## EXERCISE TASK
Rewrite every line of the items below as a JSON list of strings, one string per line, with blank lines left out. Leave the pictures out of the answer.

::::

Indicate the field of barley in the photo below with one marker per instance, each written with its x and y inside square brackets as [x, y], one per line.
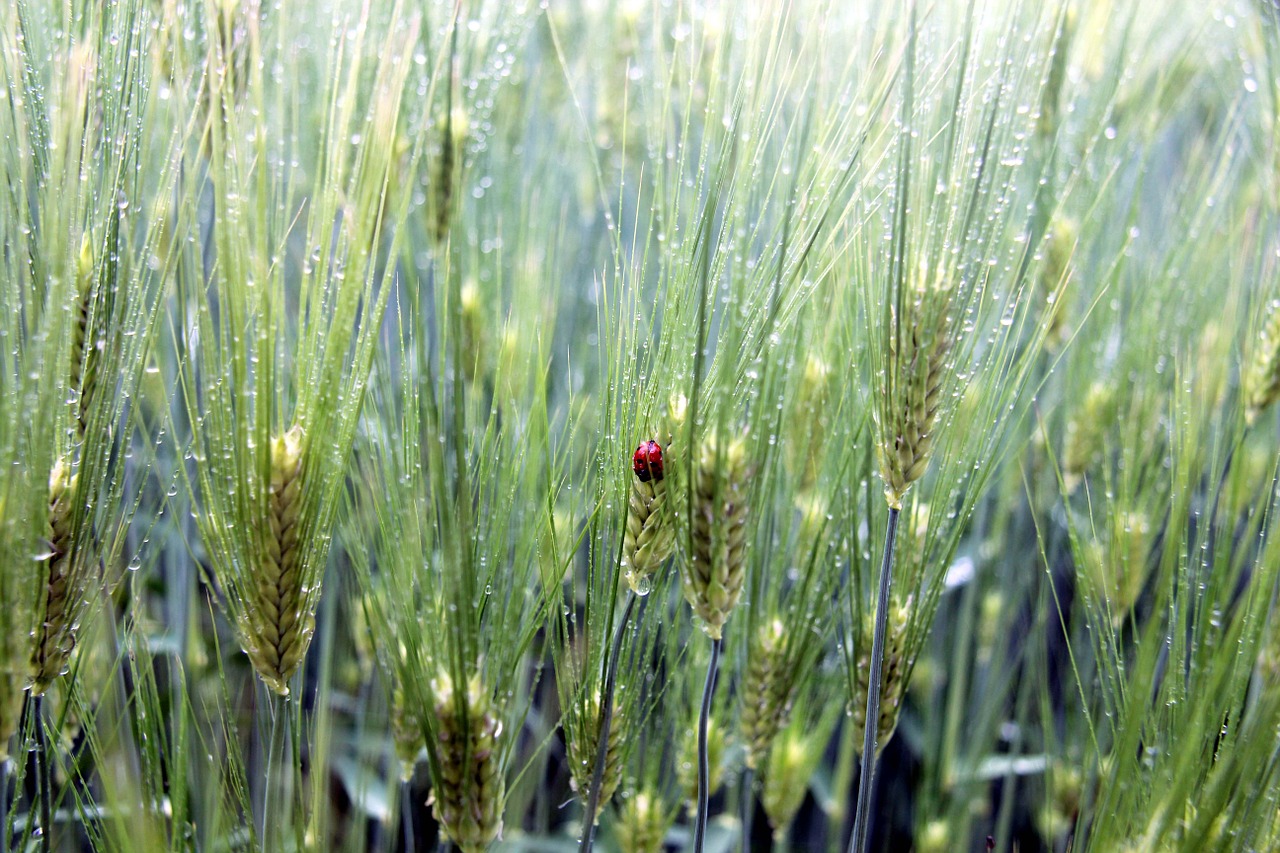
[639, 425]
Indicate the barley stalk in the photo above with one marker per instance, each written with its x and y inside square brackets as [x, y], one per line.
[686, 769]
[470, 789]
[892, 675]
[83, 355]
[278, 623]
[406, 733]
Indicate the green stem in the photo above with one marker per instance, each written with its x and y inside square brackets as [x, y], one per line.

::::

## RESULT OF THIS EXERCISE
[
  "Indicate the field of barley in the photo below with one marker per instance, each written with its x and y inside square brackets as [x, y], one per line.",
  "[639, 425]",
  "Indicate the barley stalk in the photo above with one marker per instance, each written with its x and y inside square brackets as [x, y], one per line.",
  "[686, 769]",
  "[470, 789]",
  "[892, 675]",
  "[83, 355]",
  "[278, 623]",
  "[406, 733]",
  "Indicate the green stem in the photo above with one marker per instance, each written with its x and y inside square brackets as [x, y], one per line."
]